- ACTIVITY: Below this task are records; return each one exactly and omit its images.

-- SUPPLIED DATA follows --

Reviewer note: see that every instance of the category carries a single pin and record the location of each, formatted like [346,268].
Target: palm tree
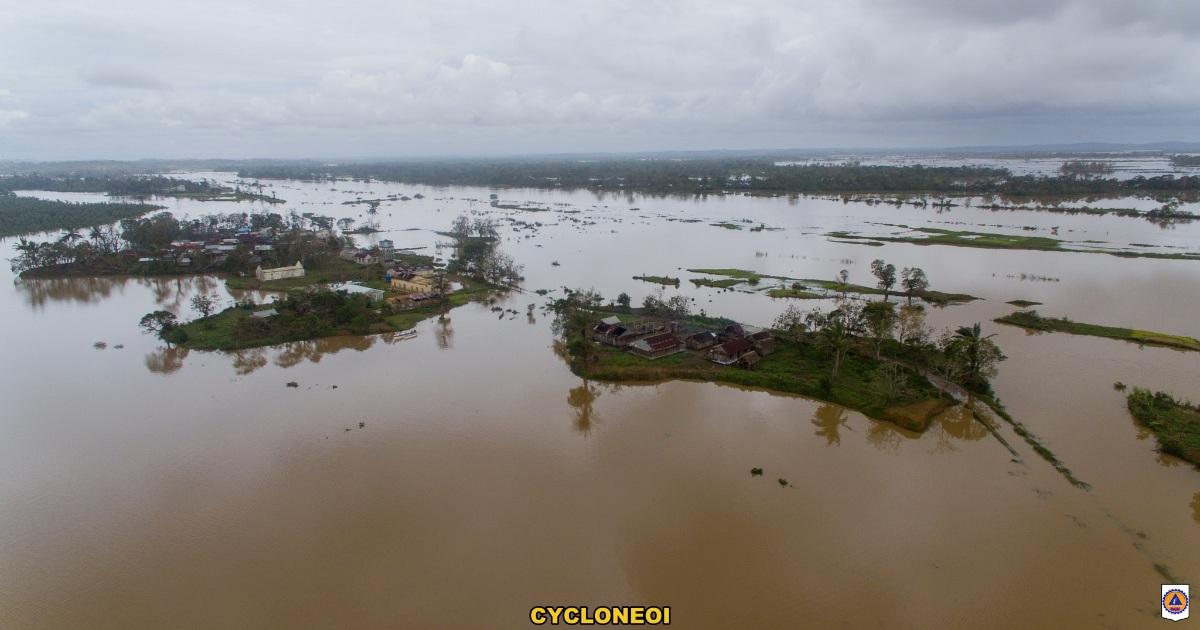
[972,342]
[70,235]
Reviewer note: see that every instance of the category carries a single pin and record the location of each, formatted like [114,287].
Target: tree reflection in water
[444,333]
[76,289]
[166,360]
[958,423]
[581,400]
[247,360]
[829,419]
[885,436]
[313,349]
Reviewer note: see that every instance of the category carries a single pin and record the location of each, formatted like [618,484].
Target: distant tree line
[703,175]
[25,215]
[115,185]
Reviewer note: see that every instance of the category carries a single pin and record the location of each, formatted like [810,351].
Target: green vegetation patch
[799,294]
[1031,319]
[1000,241]
[801,369]
[24,215]
[715,283]
[659,280]
[933,297]
[1176,424]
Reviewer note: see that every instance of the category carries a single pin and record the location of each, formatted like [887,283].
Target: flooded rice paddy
[462,477]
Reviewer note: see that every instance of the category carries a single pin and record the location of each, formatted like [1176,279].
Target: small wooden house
[654,346]
[727,353]
[763,343]
[701,340]
[732,331]
[749,360]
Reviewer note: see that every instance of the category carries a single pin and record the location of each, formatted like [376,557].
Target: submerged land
[1176,424]
[1000,241]
[1033,321]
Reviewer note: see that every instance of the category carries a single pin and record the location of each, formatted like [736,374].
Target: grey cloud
[484,77]
[129,79]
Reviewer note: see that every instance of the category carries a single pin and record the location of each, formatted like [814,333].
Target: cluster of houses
[216,249]
[383,253]
[731,346]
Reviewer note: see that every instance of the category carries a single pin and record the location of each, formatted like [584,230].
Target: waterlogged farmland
[154,485]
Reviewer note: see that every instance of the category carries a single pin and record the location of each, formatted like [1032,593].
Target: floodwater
[462,477]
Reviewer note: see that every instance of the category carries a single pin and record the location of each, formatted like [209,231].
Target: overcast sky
[252,78]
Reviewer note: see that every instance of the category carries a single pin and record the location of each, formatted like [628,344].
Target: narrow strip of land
[1031,319]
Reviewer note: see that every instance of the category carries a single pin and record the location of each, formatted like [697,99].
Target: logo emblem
[1175,601]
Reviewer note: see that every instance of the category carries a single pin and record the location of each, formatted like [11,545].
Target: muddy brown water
[157,487]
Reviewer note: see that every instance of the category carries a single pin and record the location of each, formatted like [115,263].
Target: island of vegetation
[1033,321]
[659,280]
[330,286]
[873,358]
[1175,424]
[27,215]
[1001,241]
[877,358]
[913,283]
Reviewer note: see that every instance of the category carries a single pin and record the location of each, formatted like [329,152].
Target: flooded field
[462,477]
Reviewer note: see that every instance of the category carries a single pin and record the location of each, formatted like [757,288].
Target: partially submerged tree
[837,331]
[886,275]
[879,319]
[791,323]
[574,318]
[203,304]
[971,357]
[913,280]
[843,282]
[160,323]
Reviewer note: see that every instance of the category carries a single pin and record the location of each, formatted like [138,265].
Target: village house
[749,360]
[280,273]
[732,331]
[730,352]
[702,340]
[358,289]
[655,346]
[611,331]
[763,343]
[413,282]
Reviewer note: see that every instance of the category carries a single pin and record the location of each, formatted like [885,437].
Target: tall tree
[886,275]
[913,280]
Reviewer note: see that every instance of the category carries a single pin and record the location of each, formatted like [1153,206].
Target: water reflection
[249,360]
[886,436]
[444,333]
[169,292]
[829,419]
[39,292]
[166,360]
[957,424]
[581,400]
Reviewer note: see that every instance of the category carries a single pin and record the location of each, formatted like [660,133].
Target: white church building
[280,273]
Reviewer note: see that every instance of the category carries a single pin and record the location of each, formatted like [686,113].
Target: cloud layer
[137,78]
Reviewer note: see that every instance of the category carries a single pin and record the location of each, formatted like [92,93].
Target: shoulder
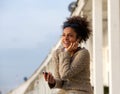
[58,51]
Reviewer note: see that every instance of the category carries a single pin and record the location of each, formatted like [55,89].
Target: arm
[70,68]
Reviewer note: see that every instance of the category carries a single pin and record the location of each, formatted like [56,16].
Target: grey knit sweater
[72,73]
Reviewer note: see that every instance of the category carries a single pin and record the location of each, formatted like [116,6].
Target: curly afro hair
[80,25]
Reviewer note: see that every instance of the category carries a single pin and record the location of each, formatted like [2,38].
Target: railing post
[114,45]
[97,46]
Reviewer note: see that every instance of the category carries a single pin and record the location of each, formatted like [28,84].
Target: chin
[65,46]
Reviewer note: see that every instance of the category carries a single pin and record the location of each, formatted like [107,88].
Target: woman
[72,63]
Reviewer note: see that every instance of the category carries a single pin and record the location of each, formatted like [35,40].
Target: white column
[97,46]
[114,45]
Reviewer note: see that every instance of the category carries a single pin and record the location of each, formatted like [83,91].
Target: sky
[28,31]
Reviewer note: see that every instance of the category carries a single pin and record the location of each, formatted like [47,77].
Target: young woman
[72,63]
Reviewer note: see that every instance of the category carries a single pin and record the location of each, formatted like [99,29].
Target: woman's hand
[73,47]
[49,78]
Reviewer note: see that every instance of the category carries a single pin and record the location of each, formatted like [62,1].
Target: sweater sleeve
[55,62]
[70,68]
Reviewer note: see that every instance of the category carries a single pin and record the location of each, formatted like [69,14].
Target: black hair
[80,25]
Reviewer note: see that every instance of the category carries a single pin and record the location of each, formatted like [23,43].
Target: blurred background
[28,31]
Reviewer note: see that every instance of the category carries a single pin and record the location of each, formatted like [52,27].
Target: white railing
[103,57]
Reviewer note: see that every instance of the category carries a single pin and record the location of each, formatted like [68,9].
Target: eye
[70,35]
[63,35]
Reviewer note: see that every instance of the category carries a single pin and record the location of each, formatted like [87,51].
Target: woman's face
[68,37]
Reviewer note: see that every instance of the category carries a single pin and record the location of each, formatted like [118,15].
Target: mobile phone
[44,72]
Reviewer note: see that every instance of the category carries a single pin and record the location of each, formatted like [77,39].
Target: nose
[66,37]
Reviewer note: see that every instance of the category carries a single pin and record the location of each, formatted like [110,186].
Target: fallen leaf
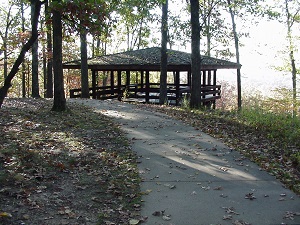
[5,214]
[166,218]
[133,222]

-- SUPPLIED DATA concluded --

- ANSWER TO THIS TASK:
Reviewer note: see that every instance of the category carries a single pin and record the location of each, formatted like [346,268].
Target: palm tree
[972,342]
[70,235]
Reviewer note: see that every instance of the category carries a single pin and record the location of each, formatted like [114,287].
Target: tree reflection in water
[444,333]
[76,289]
[166,360]
[958,423]
[581,400]
[247,360]
[829,419]
[885,436]
[313,349]
Reviewer note: see that every instance of the category carries a single pin and record the location of each, formatted like [618,484].
Target: distant tree line
[703,175]
[25,215]
[115,185]
Reviewer note: see that every instance of the category carries a single pin and record the location of each, formatted like [810,351].
Target: green vegetation patch
[799,294]
[1031,319]
[1000,241]
[801,369]
[24,215]
[715,283]
[659,280]
[933,297]
[1176,424]
Reviewer note: see that every instance of the category carries a single pin and record the location of each, formatted like [887,283].
Target: flooded rice paddy
[462,477]
Reviewer note: see that every instance of the category carries a single pin and record the location of each, formatted like [1176,279].
Target: small wooden house
[654,346]
[727,353]
[763,343]
[701,340]
[732,331]
[749,360]
Reviewer note: see that every instance of the category carries a single pin and record the location of each, formatted like [376,557].
Target: submerged land
[1176,424]
[1000,241]
[1033,321]
Reviewer note: see that every instance of the category carries a single pin and record the location of each, formatted like [736,374].
Target: grey cloud
[484,77]
[129,79]
Reviewer note: see that every instance of the category carries a single pin and record the location of each, formatted like [814,333].
Target: cluster of houses
[216,249]
[383,253]
[731,346]
Reviewer note: see that every instance of the category carries a single pin and record the location of each, formatted like [584,230].
Target: waterlogged farmland
[154,485]
Reviewer note: see that every instance of the category carries a single pin and record the location of each, formatted like [1032,593].
Target: floodwater
[462,477]
Reviewer note: see that every instance of the category carries a single pin and record the location of each, formatted like [209,231].
Target: overcast sky
[252,78]
Reviewer note: see that every instance of the category carries a single pin and record the location of each, formatted like [628,344].
Target: narrow strip of land
[1031,319]
Reviewer note: see that every instance of the category carries a single pin and record the location of each, formatted like [697,99].
Target: logo emblem
[1175,601]
Reviewer note: see that every instance of the category carries a single pin and record the location of each, formatted like [11,545].
Target: muddy brown water
[157,487]
Reviewer note: see that every instance of the category carries a single pin and record the location of each, formatted like [115,263].
Target: island of vegetation
[1033,321]
[659,280]
[330,286]
[873,358]
[1175,424]
[27,215]
[1001,241]
[877,358]
[913,283]
Reviewer note: see that every instance of the category carries a single pin and record the location of each, formatted like [329,152].
Target: flooded field
[462,477]
Reviewer note: see that every instance of the category carries a single pin and record the location of each, formatted like [757,288].
Target: partially submerged tree
[837,331]
[886,275]
[879,319]
[791,323]
[574,318]
[203,304]
[971,357]
[913,280]
[843,282]
[160,323]
Reviewer note: see that every instance of the category carries a single pin and record the location of each, formatted like [138,265].
Target: village house
[749,360]
[280,273]
[732,331]
[730,352]
[702,340]
[358,289]
[655,346]
[611,331]
[763,343]
[413,282]
Reviewer note: see that every instance of the category carries a single pin and record the location of each, formatted like [885,437].
Target: tall tree
[886,275]
[913,280]
Reviewer note: see that every instance of the category carries a single pin and record the location of each, formatted like [1153,206].
Target: water reflection
[249,360]
[886,436]
[444,333]
[169,292]
[829,419]
[39,292]
[166,360]
[957,424]
[581,400]
Reviewer note: see that every instance of the category carries a single pin and record the location of each, formatted like [660,133].
Target: white church building
[280,273]
Reviewer note: see that every instance of the category carries a single pin and record the location of each, formatted like [686,113].
Target: cloud layer
[137,78]
Reviewer note: see that every instance of the category carries a single pin and record the location of each, formatted like [92,93].
Target: shoulder
[58,51]
Reviewer note: see that every instance of the category carries a single pin and record the location of each, formatted like [55,89].
Target: arm
[70,68]
Reviewer note: see that every instance of the category carries a single pin and record the location of each, formatted like [56,16].
Target: grey knit sweater
[72,73]
Reviewer note: see that every instance of the category carries a single pin and record the location of each, formatted like [116,6].
Target: curly afro hair
[80,25]
Reviewer note: see that every instance of the category carries a single pin and record the location of each, formatted like [2,38].
Target: railing post
[114,45]
[97,46]
Reviewer note: see that every instance of the category carries a single pin and record the location of each, formatted like [28,84].
Target: chin
[65,46]
Reviewer note: see that every instance of the category carries a single pin and record the location of each, formatted like [107,88].
Target: woman
[72,63]
Reviewer note: see that every instance of the category carries a single pin and record the location of each, formatted like [35,40].
Target: white column
[97,46]
[114,45]
Reviewer note: see that every instance of the category carries a single pin and record the location of each, formatted like [83,91].
Target: sky
[28,31]
Reviewer note: see that every instance of the category carries a single pin and record the location of each, formatted like [47,77].
Target: young woman
[72,63]
Reviewer note: see that every instance of the category carries a single pin and record the location of each, formatted like [99,29].
Target: woman's hand
[73,47]
[49,78]
Reviewer note: see that every instance of the category carries a single pin and record the location of each, formatted like [62,1].
Target: sweater sleeve
[55,62]
[70,68]
Reviewer note: see that every instance of the category carries a single pin and record the location of each, formatted like [69,14].
Target: black hair
[80,25]
Reviewer note: see that every instance of the category carries a single pin and record the location of each, formatted like [23,43].
Target: blurred background
[28,31]
Reviewer note: see that every instance of the category carries a single pin and record the location of each, formatted like [52,27].
Target: white railing
[103,57]
Reviewer note: see that every instance of the category carries a single pin and record the location of each, formatted like [68,9].
Target: eye
[70,35]
[63,35]
Reviewer note: see that every instance of the category carries a single pin and record the location of each, formatted like [87,51].
Target: woman's face
[68,37]
Reviewer note: see that every instance of the category carries a single pin and record the location of each, formatted like [118,15].
Target: mobile phone
[44,72]
Reviewer note: see that every instance of the category carries a single pin and record the location of each, formatted like [77,39].
Target: nose
[66,37]
Reviewer note: see that every instance of the category carries a single pin and record the location of each, formatted like [110,186].
Target: fallen leaf
[5,214]
[166,218]
[133,222]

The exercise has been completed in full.